# EXERCISE OBJECTIVE:
Arrange the lines of the listing below as a numbered list, leaving out any blank lines. Include only the lines from the one containing "Would you mind pointing out the reflection" through the last line of the listing, counting both ends.

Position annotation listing
━━━

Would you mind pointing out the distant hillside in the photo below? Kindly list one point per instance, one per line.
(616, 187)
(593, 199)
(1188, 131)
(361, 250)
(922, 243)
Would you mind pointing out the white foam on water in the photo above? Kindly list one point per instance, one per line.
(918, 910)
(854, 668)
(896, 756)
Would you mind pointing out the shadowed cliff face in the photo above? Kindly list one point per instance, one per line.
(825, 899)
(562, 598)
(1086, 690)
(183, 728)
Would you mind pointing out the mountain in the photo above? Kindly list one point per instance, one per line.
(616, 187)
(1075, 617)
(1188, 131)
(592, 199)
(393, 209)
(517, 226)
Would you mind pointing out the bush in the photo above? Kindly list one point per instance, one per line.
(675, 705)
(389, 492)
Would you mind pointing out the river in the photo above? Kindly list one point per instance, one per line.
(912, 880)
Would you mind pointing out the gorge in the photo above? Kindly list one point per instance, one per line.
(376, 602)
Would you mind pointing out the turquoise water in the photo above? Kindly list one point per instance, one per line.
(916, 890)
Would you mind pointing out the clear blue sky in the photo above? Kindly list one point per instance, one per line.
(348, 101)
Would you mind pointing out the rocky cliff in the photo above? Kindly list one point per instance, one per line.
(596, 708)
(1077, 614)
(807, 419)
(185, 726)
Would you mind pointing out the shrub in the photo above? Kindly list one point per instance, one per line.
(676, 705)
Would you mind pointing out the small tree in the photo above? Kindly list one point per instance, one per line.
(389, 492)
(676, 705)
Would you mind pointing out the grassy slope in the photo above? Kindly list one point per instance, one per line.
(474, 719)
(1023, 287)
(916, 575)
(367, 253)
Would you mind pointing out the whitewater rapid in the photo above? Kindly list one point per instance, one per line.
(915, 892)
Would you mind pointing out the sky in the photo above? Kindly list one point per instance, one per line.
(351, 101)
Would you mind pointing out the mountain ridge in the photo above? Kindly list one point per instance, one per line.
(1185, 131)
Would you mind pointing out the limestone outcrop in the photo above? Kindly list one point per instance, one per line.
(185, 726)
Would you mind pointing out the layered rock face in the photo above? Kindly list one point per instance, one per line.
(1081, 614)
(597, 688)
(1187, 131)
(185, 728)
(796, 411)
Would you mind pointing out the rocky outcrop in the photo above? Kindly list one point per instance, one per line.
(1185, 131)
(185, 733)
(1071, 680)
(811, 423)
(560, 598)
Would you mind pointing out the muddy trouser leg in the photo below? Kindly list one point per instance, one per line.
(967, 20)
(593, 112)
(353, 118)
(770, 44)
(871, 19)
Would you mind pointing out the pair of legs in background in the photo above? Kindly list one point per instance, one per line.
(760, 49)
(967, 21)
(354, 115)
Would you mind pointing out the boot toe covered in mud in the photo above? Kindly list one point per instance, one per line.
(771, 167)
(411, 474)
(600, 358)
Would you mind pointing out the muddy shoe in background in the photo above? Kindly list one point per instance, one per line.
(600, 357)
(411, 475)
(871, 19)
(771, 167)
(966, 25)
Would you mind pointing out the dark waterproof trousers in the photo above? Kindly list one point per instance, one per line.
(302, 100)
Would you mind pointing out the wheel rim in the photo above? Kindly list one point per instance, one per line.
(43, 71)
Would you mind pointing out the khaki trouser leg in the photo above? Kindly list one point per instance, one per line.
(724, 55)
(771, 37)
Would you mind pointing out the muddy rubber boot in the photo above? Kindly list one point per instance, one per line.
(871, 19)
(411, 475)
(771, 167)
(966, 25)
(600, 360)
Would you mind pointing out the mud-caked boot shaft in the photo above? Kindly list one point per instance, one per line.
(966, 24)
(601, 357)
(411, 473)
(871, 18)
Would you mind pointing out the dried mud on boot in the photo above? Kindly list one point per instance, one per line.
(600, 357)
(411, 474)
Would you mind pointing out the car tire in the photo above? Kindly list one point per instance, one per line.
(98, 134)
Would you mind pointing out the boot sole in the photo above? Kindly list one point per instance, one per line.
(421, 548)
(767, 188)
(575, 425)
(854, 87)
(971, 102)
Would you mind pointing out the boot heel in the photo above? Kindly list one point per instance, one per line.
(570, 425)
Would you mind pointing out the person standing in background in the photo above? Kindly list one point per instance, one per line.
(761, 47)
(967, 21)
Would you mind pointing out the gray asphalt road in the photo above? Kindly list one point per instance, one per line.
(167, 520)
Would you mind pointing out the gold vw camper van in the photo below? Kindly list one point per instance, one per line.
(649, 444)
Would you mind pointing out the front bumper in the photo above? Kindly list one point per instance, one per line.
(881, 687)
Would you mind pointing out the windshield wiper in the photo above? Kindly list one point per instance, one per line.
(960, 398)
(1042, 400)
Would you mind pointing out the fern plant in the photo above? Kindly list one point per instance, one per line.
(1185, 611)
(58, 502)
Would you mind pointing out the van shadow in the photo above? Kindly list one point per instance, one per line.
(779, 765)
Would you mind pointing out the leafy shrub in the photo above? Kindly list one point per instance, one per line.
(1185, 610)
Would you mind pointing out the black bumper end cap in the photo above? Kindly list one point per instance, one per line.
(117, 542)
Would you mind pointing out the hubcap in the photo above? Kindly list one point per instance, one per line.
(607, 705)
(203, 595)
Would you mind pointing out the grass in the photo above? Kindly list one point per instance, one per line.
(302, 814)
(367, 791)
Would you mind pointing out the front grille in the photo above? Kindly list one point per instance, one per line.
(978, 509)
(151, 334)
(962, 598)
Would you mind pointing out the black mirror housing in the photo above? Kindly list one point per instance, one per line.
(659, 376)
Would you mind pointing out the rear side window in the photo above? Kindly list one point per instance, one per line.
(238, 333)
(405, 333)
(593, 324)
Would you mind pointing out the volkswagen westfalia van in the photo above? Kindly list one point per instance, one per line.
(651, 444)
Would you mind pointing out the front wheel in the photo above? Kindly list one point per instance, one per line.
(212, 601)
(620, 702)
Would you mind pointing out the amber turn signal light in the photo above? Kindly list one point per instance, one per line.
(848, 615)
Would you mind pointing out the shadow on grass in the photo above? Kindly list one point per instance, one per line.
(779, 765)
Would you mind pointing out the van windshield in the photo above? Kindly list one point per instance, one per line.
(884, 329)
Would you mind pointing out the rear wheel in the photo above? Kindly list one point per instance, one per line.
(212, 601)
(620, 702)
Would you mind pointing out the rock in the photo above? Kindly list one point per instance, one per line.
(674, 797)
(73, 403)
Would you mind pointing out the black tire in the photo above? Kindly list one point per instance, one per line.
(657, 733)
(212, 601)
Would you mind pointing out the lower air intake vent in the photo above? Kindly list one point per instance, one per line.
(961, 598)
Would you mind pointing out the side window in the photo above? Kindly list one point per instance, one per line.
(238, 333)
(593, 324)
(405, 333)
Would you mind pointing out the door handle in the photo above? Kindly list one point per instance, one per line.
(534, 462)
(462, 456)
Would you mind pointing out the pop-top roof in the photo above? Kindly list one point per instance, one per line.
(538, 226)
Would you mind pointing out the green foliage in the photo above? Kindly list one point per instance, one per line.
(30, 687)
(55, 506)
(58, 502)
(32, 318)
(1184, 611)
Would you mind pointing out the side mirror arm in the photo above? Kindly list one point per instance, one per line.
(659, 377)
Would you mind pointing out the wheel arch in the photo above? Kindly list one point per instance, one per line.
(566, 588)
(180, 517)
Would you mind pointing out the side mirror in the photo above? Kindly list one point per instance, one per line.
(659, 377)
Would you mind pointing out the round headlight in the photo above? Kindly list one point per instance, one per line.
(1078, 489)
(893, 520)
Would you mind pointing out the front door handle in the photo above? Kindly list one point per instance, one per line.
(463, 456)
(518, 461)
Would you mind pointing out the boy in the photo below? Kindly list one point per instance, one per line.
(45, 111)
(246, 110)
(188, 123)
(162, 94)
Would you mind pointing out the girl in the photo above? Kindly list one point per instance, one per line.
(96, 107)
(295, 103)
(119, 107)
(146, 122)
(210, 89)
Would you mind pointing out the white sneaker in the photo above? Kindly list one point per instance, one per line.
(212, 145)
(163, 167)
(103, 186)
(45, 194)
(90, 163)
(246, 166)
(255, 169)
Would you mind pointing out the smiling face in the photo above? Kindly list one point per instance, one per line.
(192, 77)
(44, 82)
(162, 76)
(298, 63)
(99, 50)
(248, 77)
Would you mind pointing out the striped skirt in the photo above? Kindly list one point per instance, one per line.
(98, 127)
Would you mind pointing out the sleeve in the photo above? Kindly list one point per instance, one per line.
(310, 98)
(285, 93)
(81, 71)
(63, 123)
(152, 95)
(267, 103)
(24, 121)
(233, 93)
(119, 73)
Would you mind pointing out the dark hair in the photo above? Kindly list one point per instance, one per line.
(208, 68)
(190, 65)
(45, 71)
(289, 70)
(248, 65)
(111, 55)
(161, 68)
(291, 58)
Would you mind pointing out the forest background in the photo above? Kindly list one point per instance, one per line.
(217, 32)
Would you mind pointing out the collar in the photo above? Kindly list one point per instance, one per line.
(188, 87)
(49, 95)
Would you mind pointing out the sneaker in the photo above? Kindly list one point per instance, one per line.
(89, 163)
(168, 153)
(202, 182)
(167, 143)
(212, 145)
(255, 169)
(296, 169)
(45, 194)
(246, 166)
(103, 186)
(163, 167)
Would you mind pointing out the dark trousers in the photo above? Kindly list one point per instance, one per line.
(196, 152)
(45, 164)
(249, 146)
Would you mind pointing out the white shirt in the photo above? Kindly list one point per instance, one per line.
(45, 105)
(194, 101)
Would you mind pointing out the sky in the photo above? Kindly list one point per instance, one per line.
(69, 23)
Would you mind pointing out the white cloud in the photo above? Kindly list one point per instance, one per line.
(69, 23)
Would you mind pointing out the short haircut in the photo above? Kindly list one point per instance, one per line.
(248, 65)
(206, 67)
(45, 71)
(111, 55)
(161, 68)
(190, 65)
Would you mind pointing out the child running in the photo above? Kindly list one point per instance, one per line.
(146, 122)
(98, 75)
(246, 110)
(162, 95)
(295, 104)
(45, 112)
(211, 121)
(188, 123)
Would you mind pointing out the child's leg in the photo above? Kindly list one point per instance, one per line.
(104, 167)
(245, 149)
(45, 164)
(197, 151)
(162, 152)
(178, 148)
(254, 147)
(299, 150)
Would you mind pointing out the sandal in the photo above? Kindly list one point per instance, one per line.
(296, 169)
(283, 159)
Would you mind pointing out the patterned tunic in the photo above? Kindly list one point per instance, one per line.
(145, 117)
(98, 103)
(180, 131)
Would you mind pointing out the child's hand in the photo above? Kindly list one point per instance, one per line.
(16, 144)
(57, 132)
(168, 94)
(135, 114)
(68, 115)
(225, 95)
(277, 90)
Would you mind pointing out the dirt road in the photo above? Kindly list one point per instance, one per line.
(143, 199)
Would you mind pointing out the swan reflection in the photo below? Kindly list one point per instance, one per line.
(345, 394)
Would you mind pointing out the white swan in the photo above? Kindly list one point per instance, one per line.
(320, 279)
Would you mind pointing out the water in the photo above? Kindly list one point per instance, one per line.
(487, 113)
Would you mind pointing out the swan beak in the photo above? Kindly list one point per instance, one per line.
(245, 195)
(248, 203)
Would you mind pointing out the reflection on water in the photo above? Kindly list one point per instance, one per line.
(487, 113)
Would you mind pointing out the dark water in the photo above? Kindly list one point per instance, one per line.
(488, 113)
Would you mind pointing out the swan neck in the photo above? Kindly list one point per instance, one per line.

━━━

# RESULT:
1. Would you mind pointing out the reflection on water in the photo above? Kindly list one point per instance, one per line.
2. (487, 113)
3. Would you mind pointing out the dark water in the photo above? Kindly list one point per instance, one per line.
4. (488, 113)
5. Would you mind pointing out the swan neck in the photo above? Kindly list one point per instance, one per line.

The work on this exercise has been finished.